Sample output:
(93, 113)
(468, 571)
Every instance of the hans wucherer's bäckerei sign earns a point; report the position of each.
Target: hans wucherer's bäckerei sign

# # #

WHAT TO DO: Switch "sign" to "signboard" throughout the records above and write every line out again with nothing else changed.

WRITTEN SOLUTION:
Sample output:
(93, 113)
(468, 571)
Every instance of the hans wucherer's bäckerei signboard earns a point; report the position of each.
Target: hans wucherer's bäckerei signboard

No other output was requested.